EXERCISE REQUIREMENTS:
List each line of the data that holds the word "windshield".

DATA UNDER STUDY:
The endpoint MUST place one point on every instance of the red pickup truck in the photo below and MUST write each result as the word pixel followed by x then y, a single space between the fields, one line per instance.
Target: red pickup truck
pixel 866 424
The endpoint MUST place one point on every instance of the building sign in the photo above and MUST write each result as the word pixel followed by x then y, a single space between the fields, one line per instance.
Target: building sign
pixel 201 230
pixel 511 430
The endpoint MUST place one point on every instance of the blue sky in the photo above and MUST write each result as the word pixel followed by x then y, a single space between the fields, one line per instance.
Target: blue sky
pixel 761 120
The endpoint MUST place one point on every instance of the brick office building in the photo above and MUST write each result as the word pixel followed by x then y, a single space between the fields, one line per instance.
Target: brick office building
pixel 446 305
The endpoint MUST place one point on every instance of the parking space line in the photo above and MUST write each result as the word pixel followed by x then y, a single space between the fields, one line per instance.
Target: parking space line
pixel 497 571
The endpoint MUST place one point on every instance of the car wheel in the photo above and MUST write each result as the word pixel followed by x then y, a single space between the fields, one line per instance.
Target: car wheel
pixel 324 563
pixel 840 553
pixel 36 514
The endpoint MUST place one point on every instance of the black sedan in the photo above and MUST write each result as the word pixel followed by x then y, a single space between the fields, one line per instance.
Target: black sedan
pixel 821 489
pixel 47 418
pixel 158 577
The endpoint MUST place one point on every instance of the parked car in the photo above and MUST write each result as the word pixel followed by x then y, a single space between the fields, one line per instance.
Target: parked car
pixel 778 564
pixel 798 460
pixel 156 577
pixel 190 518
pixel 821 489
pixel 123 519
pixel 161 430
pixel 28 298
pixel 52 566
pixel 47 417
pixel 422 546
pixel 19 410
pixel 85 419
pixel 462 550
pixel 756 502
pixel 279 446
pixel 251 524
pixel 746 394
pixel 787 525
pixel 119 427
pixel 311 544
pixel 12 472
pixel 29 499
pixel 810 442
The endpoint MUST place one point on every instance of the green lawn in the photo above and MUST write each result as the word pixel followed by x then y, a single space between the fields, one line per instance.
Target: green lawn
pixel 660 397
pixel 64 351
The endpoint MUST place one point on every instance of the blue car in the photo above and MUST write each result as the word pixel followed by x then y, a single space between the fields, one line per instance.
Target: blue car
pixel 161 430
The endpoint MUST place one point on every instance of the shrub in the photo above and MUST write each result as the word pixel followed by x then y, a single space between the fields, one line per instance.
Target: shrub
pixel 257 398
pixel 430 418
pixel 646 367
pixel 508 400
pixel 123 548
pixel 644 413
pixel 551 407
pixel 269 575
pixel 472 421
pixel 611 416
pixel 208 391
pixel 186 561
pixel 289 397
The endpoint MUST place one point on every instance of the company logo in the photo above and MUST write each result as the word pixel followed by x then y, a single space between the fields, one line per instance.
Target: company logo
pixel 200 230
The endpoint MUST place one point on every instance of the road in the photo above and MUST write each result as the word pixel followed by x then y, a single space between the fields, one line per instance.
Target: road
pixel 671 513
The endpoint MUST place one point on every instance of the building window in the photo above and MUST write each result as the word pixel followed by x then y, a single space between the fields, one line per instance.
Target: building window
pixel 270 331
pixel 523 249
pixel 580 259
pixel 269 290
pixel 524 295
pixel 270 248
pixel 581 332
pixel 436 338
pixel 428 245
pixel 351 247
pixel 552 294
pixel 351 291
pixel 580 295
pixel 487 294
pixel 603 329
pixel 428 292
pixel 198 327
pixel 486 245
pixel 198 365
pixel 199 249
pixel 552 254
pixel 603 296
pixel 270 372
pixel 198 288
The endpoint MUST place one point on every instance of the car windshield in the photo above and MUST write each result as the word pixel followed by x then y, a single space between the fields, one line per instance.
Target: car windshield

YOUR RESPONSE:
The endpoint MUST place one point on every instance of the car windshield in the photo above and MUST write each result as the word pixel followed by x then y, a single space between the fields, one line per instance.
Target: car windshield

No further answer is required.